• **Excerpts of pointing data**
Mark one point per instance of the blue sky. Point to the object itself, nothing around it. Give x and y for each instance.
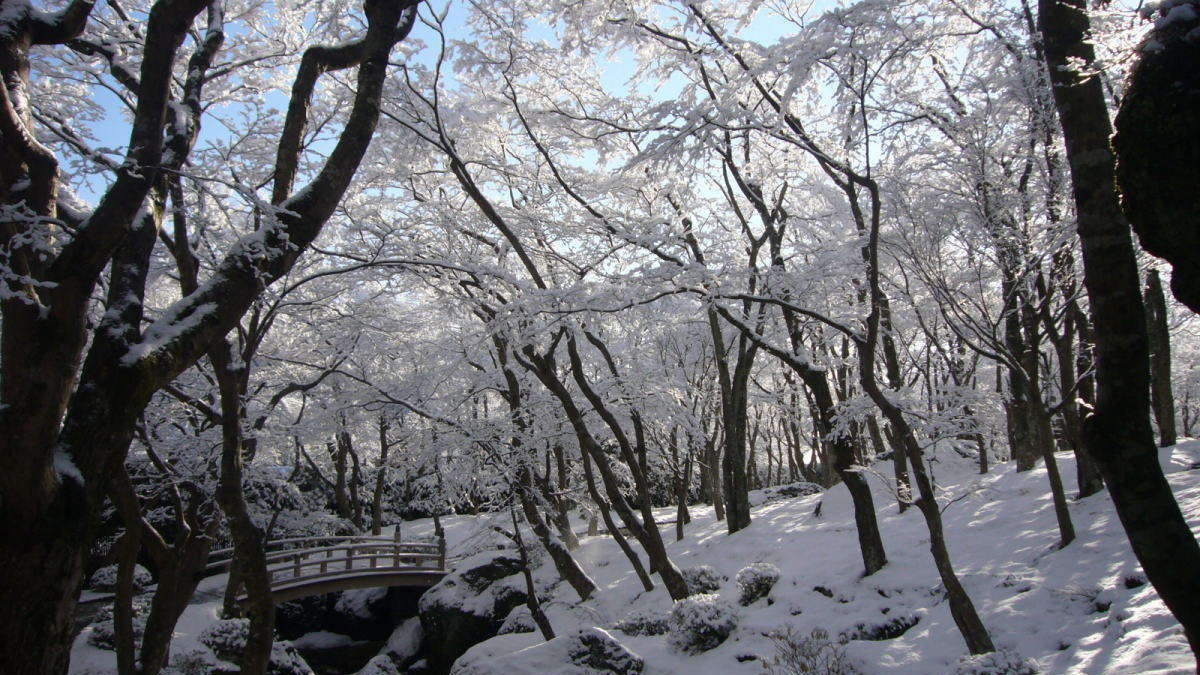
(113, 131)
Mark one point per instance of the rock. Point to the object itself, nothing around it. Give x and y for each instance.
(755, 581)
(599, 651)
(643, 622)
(702, 579)
(520, 621)
(469, 605)
(1002, 662)
(105, 579)
(886, 631)
(227, 639)
(699, 623)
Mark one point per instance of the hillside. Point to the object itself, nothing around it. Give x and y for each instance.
(1083, 609)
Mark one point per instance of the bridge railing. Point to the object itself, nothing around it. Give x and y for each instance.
(317, 556)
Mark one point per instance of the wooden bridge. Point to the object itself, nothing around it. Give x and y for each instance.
(312, 566)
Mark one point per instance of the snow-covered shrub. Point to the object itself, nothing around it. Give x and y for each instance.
(755, 581)
(520, 620)
(598, 651)
(702, 579)
(103, 633)
(643, 622)
(381, 664)
(699, 623)
(1002, 662)
(192, 662)
(287, 661)
(808, 655)
(105, 579)
(227, 638)
(103, 629)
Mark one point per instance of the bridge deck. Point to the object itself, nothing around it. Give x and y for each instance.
(325, 565)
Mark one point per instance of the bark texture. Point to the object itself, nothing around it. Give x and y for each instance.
(1119, 432)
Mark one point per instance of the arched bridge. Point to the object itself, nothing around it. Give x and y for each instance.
(312, 566)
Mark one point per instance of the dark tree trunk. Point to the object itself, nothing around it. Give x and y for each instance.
(247, 542)
(532, 602)
(1158, 148)
(377, 497)
(1119, 432)
(1159, 360)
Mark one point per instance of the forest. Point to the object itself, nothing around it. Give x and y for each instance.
(444, 336)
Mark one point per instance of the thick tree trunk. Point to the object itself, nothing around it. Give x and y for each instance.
(377, 497)
(127, 549)
(247, 542)
(532, 602)
(1158, 148)
(564, 562)
(1162, 399)
(1119, 432)
(613, 531)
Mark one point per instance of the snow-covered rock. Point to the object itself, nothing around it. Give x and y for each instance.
(755, 581)
(702, 579)
(469, 605)
(699, 623)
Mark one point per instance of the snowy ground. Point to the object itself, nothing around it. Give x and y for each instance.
(1068, 610)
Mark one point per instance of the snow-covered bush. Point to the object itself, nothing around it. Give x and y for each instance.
(699, 623)
(598, 651)
(103, 631)
(226, 638)
(381, 664)
(1002, 662)
(192, 662)
(808, 655)
(702, 579)
(643, 622)
(755, 581)
(105, 579)
(520, 620)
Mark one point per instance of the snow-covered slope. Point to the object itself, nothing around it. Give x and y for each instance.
(1083, 609)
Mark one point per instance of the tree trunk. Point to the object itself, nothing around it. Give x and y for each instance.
(377, 497)
(1158, 333)
(1158, 148)
(247, 544)
(564, 562)
(1119, 432)
(532, 602)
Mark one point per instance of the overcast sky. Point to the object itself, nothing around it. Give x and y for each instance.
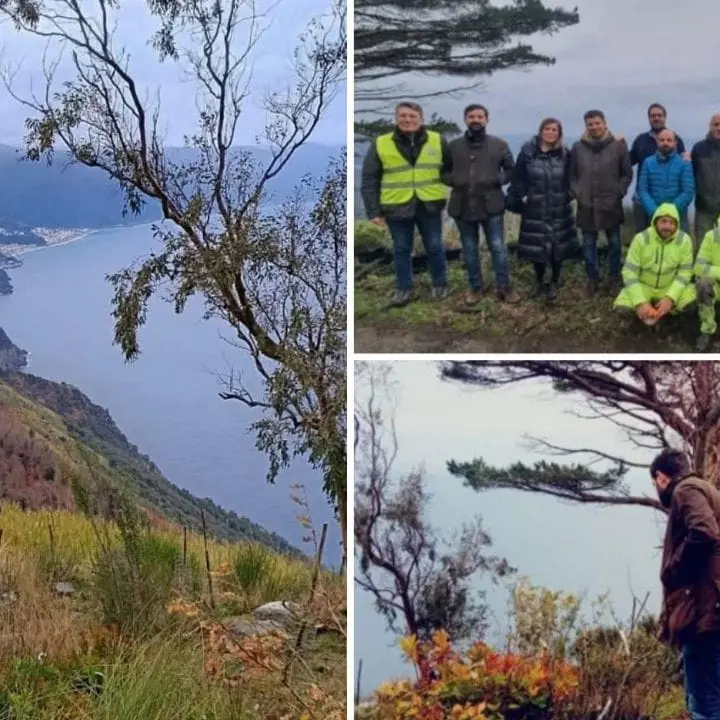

• **TASK STATEMENT**
Copy out all of the rows above word for word, leaving out the pictures.

• **COMPLETE RESPONSE**
Mark one point per instance of the blue sky. Point to the object itself, nothing around it. Give x and y for each instance.
(113, 131)
Mark one point per instance of the rock. Point to the object itself, nothing around it. Give x and y for each instance.
(755, 581)
(599, 651)
(643, 622)
(702, 579)
(520, 621)
(469, 605)
(1002, 662)
(105, 579)
(886, 631)
(227, 639)
(699, 623)
Mark one point per instance of the hillside. Point to the object itself, nothing around it. Give x and y for each instance.
(1083, 609)
Mark one point per instance of the bridge railing. Point to the object itself, nothing around it. Give x and y for each instance.
(317, 556)
Mark one point per instance of the wooden bridge. Point to the object itself, nothing around it. Give x and y for each instance.
(312, 566)
Mark one point per instance of the snow-covered shrub. Point to the object itself, nothing around it. Give x and y for each instance.
(755, 581)
(520, 620)
(598, 651)
(702, 579)
(103, 633)
(643, 622)
(381, 664)
(699, 623)
(1002, 662)
(192, 662)
(287, 661)
(808, 655)
(105, 579)
(227, 638)
(103, 629)
Mark one point per instance of the bridge deck. Point to the object itself, nothing around it. Give x and y for each instance.
(325, 565)
Mark one point per instance of the bark texture. Point to the object itself, nothing around it. Give x and y for each instance.
(1119, 432)
Mark one point per instance of the arched bridge. Point to the object itself, nothing around it. Give x and y for each instance.
(312, 566)
Mark one point per instance of the dark tree trunk. Point to the object itself, nothing around it. Give x and y for each instance.
(247, 542)
(532, 602)
(1158, 148)
(377, 497)
(1119, 432)
(1159, 360)
Mark one point per instance of the forest. Point to the object itself, nothing around it. Give x and y for each instance.
(444, 336)
Mark one point per instance of the thick tree trunk. Point to the object itself, nothing around it. Give x and y for each instance.
(377, 497)
(127, 549)
(247, 542)
(532, 602)
(1158, 148)
(564, 562)
(1162, 399)
(1119, 432)
(613, 531)
Mark one point per instance of the snow-covered rock. Point to the object itself, nothing around it. Give x and y for each instance.
(755, 581)
(702, 579)
(469, 605)
(699, 623)
Mark one point per instance of the snowy ground. Point to the object itself, nothing around it. Give x and y for each instance.
(1068, 610)
Mark one point per instance of the snow-covered bush. Point to the object itself, nothing around it. Give x and y for each instance.
(699, 623)
(598, 651)
(103, 631)
(226, 638)
(381, 664)
(1002, 662)
(192, 662)
(808, 655)
(702, 579)
(643, 622)
(755, 581)
(105, 579)
(520, 620)
Mark one point per instance of the snow-covered slope. Point to the object itself, nothing around it. Give x and y for each instance.
(1083, 609)
Mark one point per instance of the tree trunk. Point to the object itself, nothing around it. Give x and y for each instance.
(377, 497)
(1158, 333)
(1158, 148)
(247, 544)
(564, 562)
(1119, 432)
(532, 602)
Mark one point per instance of the overcast sky. Point to the object itself, nothing around it. Give x and y for each instance.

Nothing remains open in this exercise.